─── TEXTE FOURNI ───

Notre peine quotidienne
Il n’y a pas de peine de hasard.
Notre pain quotidien nous est donné par la peine quotidienne de certains de nos frères. Notre pain quotidien, c’est notre grâce quotidienne, et il y a toujours dans notre grâce quotidienne une petite part qui vient d’une peine quotidienne de quelqu’un, de quelque part.
Il n’y a pas de peine de hasard, il n’y a que notre volonté qui est de hasard et qui ne veut pas toujours sa peine et qui la lésine et qui la marchande et qui la bâcle.
Il y a une peine bien faite comme il y a un ouvrage bien fait.
Nous avons, quand nous nous levons le matin, notre peine à faire comme nous avons noue travail à faire. Et les détails de ce travail sont voulus par la volonté de Dieu comme les détails de cette peine sont voulus aussi par la volonté de Dieu.
On peut faire très bien son travail et ne pas faire très bien sa peine. Nous pouvons facilement contrôler et vérifier les lacunes de notre travail. Nous ne saurons qu’après la mort les brèches irréparables causées dans l’édifice de la grâce par les lacunes de notre peine.
Quand nous faisons la volonté de Dieu, quand nous nous levons, quand nous préparons le repas, quand nous sortons, quand nous faisons une course, quand nous prenons notre train, nous nous enfonçons pour ainsi dire dans l’union au Seigneur en acceptant et en voulant sa volonté.

───

▶ [CONSIGNES]:
A - Modifie le passage du texte sur la peine quotidienne qui va de "Notre peine quotidienne" jusqu'à "ouvrage bien fait." en mettant "travail" à la place de "ouvrage".
B - Recopie à l'identique les lignes des données, depuis la toute première jusqu'à celle qui contient "Segments of the wooden", cette dernière comprise.
Ce texte n'a aucun lien avec les lignes présentées ensuite.

─── DONNÉES AFFICHÉES ───

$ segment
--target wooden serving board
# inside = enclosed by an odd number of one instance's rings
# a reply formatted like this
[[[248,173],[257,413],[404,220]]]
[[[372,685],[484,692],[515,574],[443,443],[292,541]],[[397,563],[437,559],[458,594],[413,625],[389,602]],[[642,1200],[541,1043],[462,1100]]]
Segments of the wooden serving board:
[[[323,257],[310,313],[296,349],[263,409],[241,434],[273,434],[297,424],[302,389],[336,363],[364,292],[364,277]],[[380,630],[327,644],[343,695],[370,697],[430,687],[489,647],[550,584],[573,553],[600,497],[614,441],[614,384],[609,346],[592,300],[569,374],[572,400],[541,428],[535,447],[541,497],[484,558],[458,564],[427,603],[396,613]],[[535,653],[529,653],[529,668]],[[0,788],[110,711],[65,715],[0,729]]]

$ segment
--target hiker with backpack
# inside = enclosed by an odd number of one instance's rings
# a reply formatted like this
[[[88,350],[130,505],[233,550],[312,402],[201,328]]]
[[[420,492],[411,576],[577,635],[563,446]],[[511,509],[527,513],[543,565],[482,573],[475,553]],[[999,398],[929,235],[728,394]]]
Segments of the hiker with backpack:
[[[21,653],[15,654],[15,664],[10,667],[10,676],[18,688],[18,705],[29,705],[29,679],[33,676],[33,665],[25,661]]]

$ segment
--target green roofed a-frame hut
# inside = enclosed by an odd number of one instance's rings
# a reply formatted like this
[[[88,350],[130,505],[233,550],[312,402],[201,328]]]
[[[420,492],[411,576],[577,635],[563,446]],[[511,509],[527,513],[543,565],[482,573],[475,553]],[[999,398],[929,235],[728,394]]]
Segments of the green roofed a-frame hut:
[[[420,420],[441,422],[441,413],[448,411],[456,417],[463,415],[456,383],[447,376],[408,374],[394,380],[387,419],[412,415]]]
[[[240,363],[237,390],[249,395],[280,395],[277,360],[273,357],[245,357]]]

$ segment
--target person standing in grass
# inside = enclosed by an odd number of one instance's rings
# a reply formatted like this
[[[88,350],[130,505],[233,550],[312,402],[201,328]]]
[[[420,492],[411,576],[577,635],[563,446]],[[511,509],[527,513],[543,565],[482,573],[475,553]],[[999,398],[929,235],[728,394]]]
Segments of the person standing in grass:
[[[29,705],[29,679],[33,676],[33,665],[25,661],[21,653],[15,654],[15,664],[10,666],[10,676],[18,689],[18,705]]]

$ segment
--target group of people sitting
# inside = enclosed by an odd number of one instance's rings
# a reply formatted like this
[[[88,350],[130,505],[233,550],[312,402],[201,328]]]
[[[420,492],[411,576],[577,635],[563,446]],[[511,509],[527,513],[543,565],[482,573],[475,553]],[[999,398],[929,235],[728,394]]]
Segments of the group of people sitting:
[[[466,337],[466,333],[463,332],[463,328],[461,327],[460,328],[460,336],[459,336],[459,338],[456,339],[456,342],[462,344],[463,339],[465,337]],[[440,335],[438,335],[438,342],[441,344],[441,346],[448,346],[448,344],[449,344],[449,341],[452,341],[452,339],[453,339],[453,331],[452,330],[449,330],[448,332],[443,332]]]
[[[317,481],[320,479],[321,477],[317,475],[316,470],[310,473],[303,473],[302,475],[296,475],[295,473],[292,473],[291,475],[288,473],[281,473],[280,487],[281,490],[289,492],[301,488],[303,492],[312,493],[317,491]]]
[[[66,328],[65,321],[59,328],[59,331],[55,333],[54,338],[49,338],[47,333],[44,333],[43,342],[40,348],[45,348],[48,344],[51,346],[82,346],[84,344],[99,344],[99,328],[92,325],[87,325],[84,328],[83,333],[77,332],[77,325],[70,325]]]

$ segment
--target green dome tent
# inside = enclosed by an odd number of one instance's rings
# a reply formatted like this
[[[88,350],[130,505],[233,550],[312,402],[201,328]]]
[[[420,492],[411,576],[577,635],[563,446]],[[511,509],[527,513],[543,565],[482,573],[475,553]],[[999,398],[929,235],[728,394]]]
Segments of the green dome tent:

───

▶ [RÉPONSES AUX CONSIGNES]:
A -
Notre peine quotidienne
Il n’y a pas de peine de hasard.
Notre pain quotidien nous est donné par la peine quotidienne de certains de nos frères. Notre pain quotidien, c’est notre grâce quotidienne, et il y a toujours dans notre grâce quotidienne une petite part qui vient d’une peine quotidienne de quelqu’un, de quelque part.
Il n’y a pas de peine de hasard, il n’y a que notre volonté qui est de hasard et qui ne veut pas toujours sa peine et qui la lésine et qui la marchande et qui la bâcle.
Il y a une peine bien faite comme il y a un travail bien fait.

B -
$ segment
--target wooden serving board
# inside = enclosed by an odd number of one instance's rings
# a reply formatted like this
[[[248,173],[257,413],[404,220]]]
[[[372,685],[484,692],[515,574],[443,443],[292,541]],[[397,563],[437,559],[458,594],[413,625],[389,602]],[[642,1200],[541,1043],[462,1100]]]
Segments of the wooden serving board:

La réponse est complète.